Given request> Pick up the mailing-list thread below about the missing eth0 network device and continue it from its final sentence.

Extract provided>
######
Re: eth0 : no such device
On Friday 31 July 2015 05:58:28 Diogene Laerce wrote:
> Le 30/07/2015 18:35, Lisi Reisz a écrit :
> > On Wednesday 29 July 2015 18:09:36 Diogene Laerce wrote:
> >> Hi,
> >>
> >> I have big issues recently with debian that I don't understand,
> >> maybe someone could help on the matter ?
> >>
> >> First, debian does not want to give me any network. I really say
> >> debian because I have 3 possibilities to run the OS : 2 USB sticks
> >> and a PC tower, all
> >> on wheezy, which worked fine til they do not for no reason.
> >>
> >> The one USB stick which does boot and run says, when /ifconfig eth0
> >> up/ :
> >>
> >> eth0: ERROR while getting interface flags: no such device
> >>
> >> The other stick now even doesn't want to start X (but that I guess
> >> is not related, surely USB stick issue).
> >>
> >> And the tower.. I had to install fedora because it didn't want to
> >> mount my home during installation - which was a new 1To disk to
> >> format, even after formatted it which gparted. Plus the unavailable
> >> network issue of course, also during installation.
> >>
> >> These network issues only happen with debian as I could install
> >> fedora with no issue at all : it took care of my home and found the
> >> network without raising
> >> any flag.
> >>
> >> Any idea ?
> >
> > Did you do anything to your network device(s)? New anything? New
> > card? What happens with a new Debian installation?
>
> Well no, I didn't. Everything was fine and the same until it didn't.
>
> Actually it started with repetitive attempt to connect from a live
> cd 7.8 version which froze my internet box (router + TV). But the
> repetitive attempt seems to underline the existence of a pre-existing
> issue.. I guess.
>
> After that, I was unable to connect from any debian device. Even a
> mint live cd couldn't. But parted magic live cd could, fedora could.
>
> I then tried to install 8.1 but it wouldn't either and raise the home
> issue with it.
>
> All those happen on the workstation/tower.
>
> > Did
> > you move anyhting?
>
> Yes I actually change my home disk to another one, new, 1To Seagate.
>
> > What is the physical relationship, if any, between the
> > USB sticks and the tower?
>
> I installed all stick OSes with the station which failed first.
>
> I now have access only to one USB stick : 1 does not load X as said
> before and I have fedora now on the workstation (tower).
>
> A mysterious comrade who wants to remain anonymous it seems, I will
> call him Mr T. :), advised me to look into /etc/udev/rules : eth0 had
> been renamed
> to eth2 with eth0 bound to the tower MAC address (fedora today) and
> eth2 bound to another tower MAC address I tried the USB stick on
> after.
>
> I deleted the first tower line and updated the eth2 definition ->
> changing it
> to eth0 and now it works.
>
> But it still does not explain why the 7.8 and 8.1 did not, on the
> first tower ?
######
Data lines>
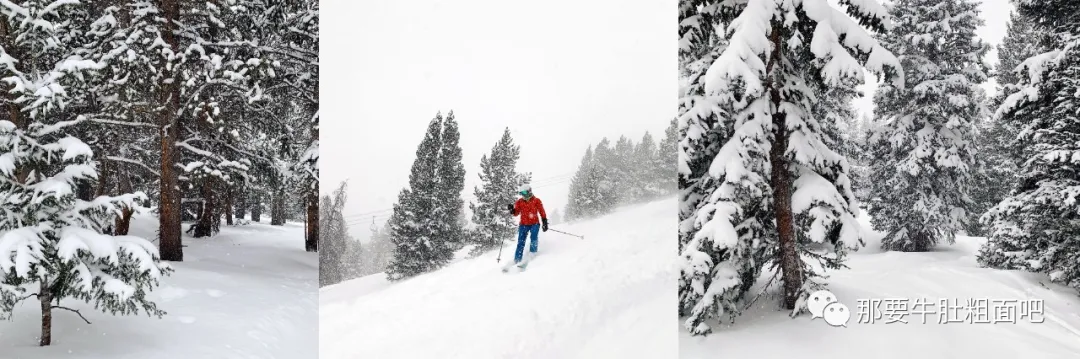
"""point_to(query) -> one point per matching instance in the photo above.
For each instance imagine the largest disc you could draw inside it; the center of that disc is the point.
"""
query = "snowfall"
(948, 274)
(610, 294)
(248, 292)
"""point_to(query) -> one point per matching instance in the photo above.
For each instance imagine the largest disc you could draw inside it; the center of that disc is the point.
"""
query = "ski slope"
(608, 295)
(248, 292)
(950, 273)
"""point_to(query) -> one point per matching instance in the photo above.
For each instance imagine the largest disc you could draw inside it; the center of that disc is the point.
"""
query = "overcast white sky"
(559, 74)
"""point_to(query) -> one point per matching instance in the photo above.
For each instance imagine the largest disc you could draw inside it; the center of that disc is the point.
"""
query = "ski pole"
(499, 258)
(571, 235)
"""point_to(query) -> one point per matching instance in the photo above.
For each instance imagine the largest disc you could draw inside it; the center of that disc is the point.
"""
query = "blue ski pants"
(522, 230)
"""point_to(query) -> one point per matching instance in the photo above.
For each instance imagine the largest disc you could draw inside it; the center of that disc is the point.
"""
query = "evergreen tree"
(645, 171)
(449, 207)
(923, 151)
(604, 173)
(499, 182)
(1035, 228)
(666, 174)
(413, 227)
(759, 183)
(584, 189)
(1000, 153)
(335, 238)
(624, 178)
(55, 234)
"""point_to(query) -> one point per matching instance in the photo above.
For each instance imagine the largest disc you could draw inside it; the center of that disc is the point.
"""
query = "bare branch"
(72, 310)
(127, 160)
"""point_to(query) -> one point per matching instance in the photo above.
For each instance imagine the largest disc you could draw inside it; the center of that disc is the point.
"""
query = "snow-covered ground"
(248, 292)
(947, 274)
(608, 295)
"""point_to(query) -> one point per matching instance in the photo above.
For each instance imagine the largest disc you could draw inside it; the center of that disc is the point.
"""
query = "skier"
(527, 208)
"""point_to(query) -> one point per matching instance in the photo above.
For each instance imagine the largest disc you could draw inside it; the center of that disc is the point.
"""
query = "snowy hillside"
(579, 298)
(947, 274)
(248, 292)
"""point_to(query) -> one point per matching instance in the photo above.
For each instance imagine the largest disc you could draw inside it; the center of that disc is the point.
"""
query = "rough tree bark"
(45, 298)
(169, 229)
(228, 205)
(311, 237)
(241, 201)
(124, 184)
(781, 180)
(204, 225)
(256, 208)
(278, 207)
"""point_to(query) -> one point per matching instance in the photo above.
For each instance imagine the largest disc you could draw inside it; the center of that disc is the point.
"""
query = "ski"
(521, 266)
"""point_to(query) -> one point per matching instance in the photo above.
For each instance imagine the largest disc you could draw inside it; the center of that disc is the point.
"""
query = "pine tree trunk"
(169, 228)
(46, 314)
(204, 225)
(241, 202)
(781, 182)
(311, 239)
(256, 209)
(278, 208)
(124, 184)
(228, 207)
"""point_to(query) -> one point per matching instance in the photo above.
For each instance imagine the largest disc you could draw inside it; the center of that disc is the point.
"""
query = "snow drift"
(579, 298)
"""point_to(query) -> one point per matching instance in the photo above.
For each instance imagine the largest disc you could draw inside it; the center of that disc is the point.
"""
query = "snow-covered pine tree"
(335, 238)
(644, 169)
(52, 234)
(449, 207)
(413, 225)
(582, 193)
(325, 237)
(499, 182)
(623, 174)
(665, 176)
(376, 258)
(1000, 153)
(922, 150)
(758, 182)
(604, 174)
(1036, 227)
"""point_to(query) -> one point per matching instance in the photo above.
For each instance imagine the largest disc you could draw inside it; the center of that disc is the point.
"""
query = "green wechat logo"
(823, 304)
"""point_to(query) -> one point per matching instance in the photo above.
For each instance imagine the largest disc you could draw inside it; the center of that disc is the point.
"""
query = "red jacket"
(528, 210)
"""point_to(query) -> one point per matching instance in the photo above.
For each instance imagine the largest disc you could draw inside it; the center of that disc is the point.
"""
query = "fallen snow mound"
(248, 292)
(608, 295)
(950, 275)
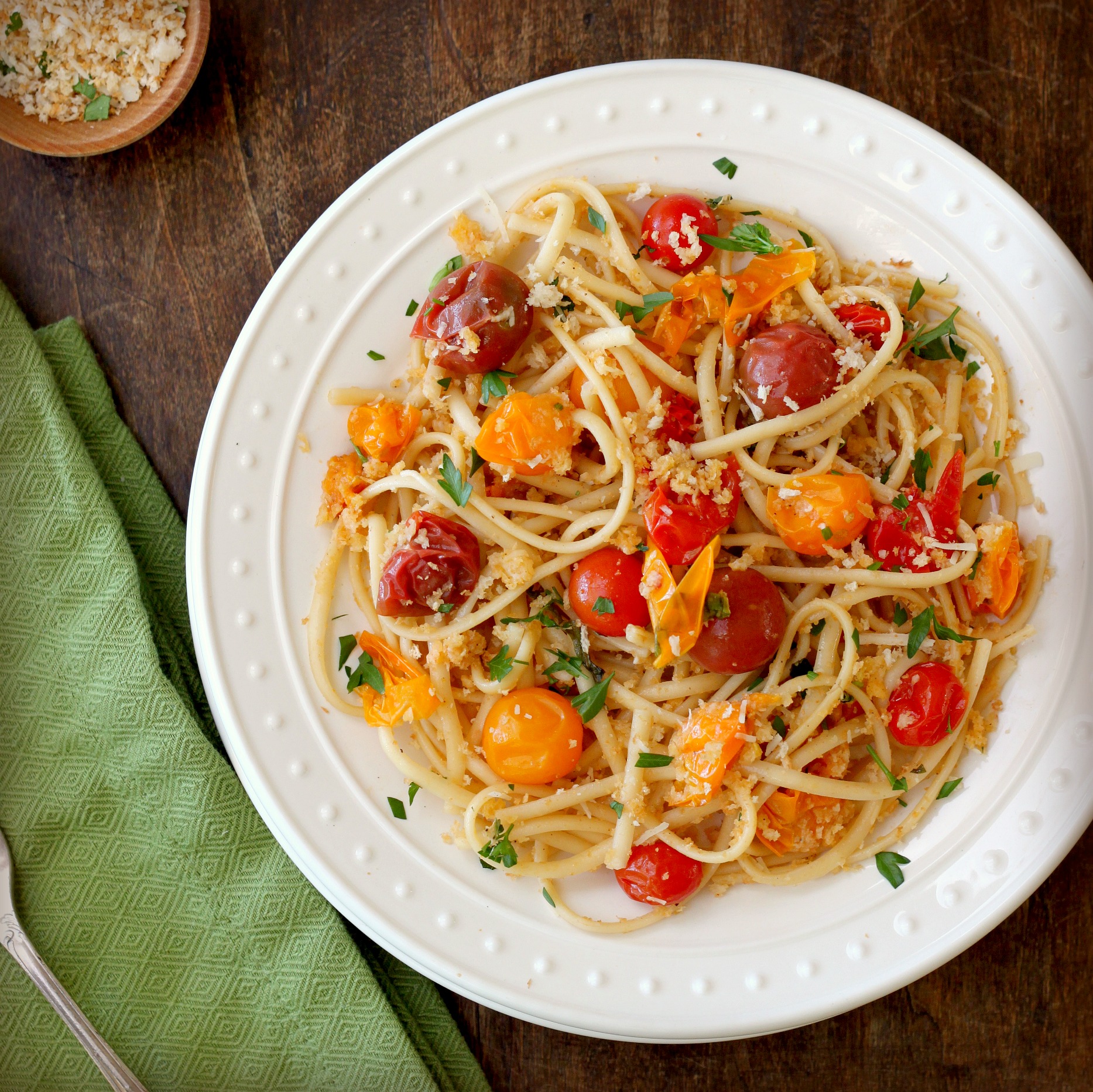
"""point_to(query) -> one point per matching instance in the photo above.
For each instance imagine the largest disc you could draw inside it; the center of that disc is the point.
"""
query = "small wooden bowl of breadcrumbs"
(97, 77)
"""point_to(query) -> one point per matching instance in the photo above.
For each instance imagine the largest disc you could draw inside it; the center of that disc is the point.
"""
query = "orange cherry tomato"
(813, 512)
(526, 432)
(533, 737)
(383, 429)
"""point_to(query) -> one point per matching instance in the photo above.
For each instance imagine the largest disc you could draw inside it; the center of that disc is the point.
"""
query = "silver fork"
(115, 1070)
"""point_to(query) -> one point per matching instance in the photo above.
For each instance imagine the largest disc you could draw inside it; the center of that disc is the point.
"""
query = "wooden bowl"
(136, 121)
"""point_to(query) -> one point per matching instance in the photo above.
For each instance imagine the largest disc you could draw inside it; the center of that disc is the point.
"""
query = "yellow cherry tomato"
(813, 512)
(527, 432)
(533, 737)
(382, 430)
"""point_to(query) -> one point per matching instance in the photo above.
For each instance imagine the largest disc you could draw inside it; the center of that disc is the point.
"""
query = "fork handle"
(117, 1074)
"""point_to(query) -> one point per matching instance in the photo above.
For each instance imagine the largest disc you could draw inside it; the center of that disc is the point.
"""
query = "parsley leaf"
(888, 865)
(494, 386)
(591, 701)
(753, 238)
(649, 760)
(900, 784)
(453, 483)
(923, 463)
(948, 788)
(450, 267)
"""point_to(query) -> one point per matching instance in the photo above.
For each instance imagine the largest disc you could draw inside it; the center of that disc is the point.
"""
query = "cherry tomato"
(813, 512)
(671, 229)
(755, 627)
(896, 537)
(657, 874)
(533, 737)
(865, 322)
(789, 368)
(440, 564)
(486, 301)
(679, 526)
(927, 703)
(609, 574)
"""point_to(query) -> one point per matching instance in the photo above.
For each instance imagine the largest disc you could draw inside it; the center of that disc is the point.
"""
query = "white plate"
(758, 960)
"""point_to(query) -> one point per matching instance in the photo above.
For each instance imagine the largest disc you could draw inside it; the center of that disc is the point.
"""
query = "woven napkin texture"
(143, 875)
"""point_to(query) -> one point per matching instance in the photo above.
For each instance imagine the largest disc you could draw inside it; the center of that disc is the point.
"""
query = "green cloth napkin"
(143, 875)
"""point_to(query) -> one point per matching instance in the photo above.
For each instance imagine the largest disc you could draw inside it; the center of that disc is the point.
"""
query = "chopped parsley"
(591, 701)
(900, 784)
(453, 482)
(494, 386)
(888, 865)
(649, 760)
(753, 238)
(450, 267)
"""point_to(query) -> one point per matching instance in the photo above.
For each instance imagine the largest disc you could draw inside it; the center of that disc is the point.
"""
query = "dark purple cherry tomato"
(486, 301)
(670, 232)
(438, 565)
(787, 369)
(753, 630)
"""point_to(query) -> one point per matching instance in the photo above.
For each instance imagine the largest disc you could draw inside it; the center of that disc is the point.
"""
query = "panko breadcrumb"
(123, 47)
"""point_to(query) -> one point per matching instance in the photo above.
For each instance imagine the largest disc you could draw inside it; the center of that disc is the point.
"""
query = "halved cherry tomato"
(658, 875)
(789, 368)
(813, 512)
(480, 315)
(441, 564)
(998, 574)
(526, 432)
(927, 703)
(866, 322)
(671, 229)
(533, 737)
(680, 527)
(896, 537)
(615, 576)
(383, 429)
(751, 633)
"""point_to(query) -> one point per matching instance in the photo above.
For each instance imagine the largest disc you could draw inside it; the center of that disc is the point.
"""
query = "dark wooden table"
(161, 250)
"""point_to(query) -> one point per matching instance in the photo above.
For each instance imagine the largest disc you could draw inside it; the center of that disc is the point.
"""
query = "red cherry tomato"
(927, 703)
(789, 368)
(753, 630)
(657, 874)
(671, 229)
(896, 536)
(680, 527)
(440, 564)
(866, 322)
(486, 300)
(609, 574)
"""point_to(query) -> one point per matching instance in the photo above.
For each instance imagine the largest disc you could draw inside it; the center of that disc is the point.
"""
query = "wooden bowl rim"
(137, 121)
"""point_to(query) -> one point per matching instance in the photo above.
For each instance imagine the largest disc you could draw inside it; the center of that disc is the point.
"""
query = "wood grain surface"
(162, 248)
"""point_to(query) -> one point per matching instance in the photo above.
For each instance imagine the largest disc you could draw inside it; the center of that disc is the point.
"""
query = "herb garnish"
(888, 865)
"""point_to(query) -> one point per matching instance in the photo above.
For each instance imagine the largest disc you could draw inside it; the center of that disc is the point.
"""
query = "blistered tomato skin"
(789, 368)
(486, 301)
(609, 574)
(673, 241)
(753, 630)
(533, 737)
(656, 874)
(441, 564)
(927, 704)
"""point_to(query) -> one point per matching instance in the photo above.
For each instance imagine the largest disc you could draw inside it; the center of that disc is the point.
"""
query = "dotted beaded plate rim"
(654, 985)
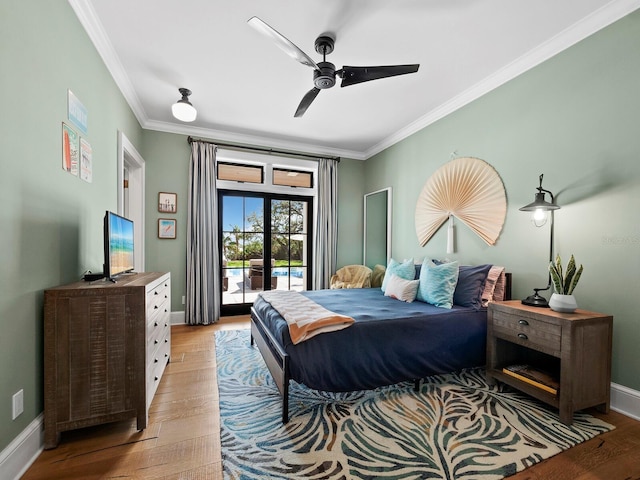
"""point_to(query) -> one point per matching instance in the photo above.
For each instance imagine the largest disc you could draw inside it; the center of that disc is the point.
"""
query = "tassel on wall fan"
######
Result of the task>
> And neither why the Mint live cd did not ? And as I can't reproduce
> the issue
> now, I may never know.
>
> > What does /etc/network/interfaces say?
> >
> > What is the result of
> > #ifconfig -a
> > ?
>
> Now the result is normal : http://pastebin.com/DDvQCePg
>
> I did try to get it during the 8.1 installation though, from the
> shell, but it seems that the installation shell lacks a lot of tools
> and I couldn't get a clear status of what happened there.
>
> So I guess this is it for this issue.
>
> > Why did you write /lspci -n/ when the instruction was lspci -n? Did
> > you try it without the fwd slash?
>
> Actually those are italic font markers, I did run the good command.
>
> Thanks to all for the good pointers,
If you search your dmesg, you wil probably find that udev, after
discovering eth0, then quite a bit later, renames it according to the
connection attempts made during THIS install.
That bit me when I was moving the drive with a linuxcnc install on it
from machine to machine while looking for a machine capable of doing the
realtime correctly. So now, and the ethernet works fine once I had
excised network-mangler and edited /etc/network/interfaces to tell it to
use eth5. Obviously my local network is /etc/host file based, fixed
addresses for all my machines.
To use my fixed address methods, which are officialy discouraged by the
list police you will need to edit /etc/resolv.conf after nuking the
softlink that it is and creating a real file, saying "order hosts,dns"
on the first line, and the address of the local dns resolver
as "nameserver" on the next line. My router runs dd-wrt, so its address
is used as the nameserver and it then forwards a dns query it doesn't
know about to the dns servers it gets from my cable modem. And it all
Just Works(TM).
I have no clue what genius thought that renameing eth0 was the right
thing to do, but its damned sure biteing a lot of folks that do not need
to be so bitten. This list is not the only one being littered
with "where's my network" questions.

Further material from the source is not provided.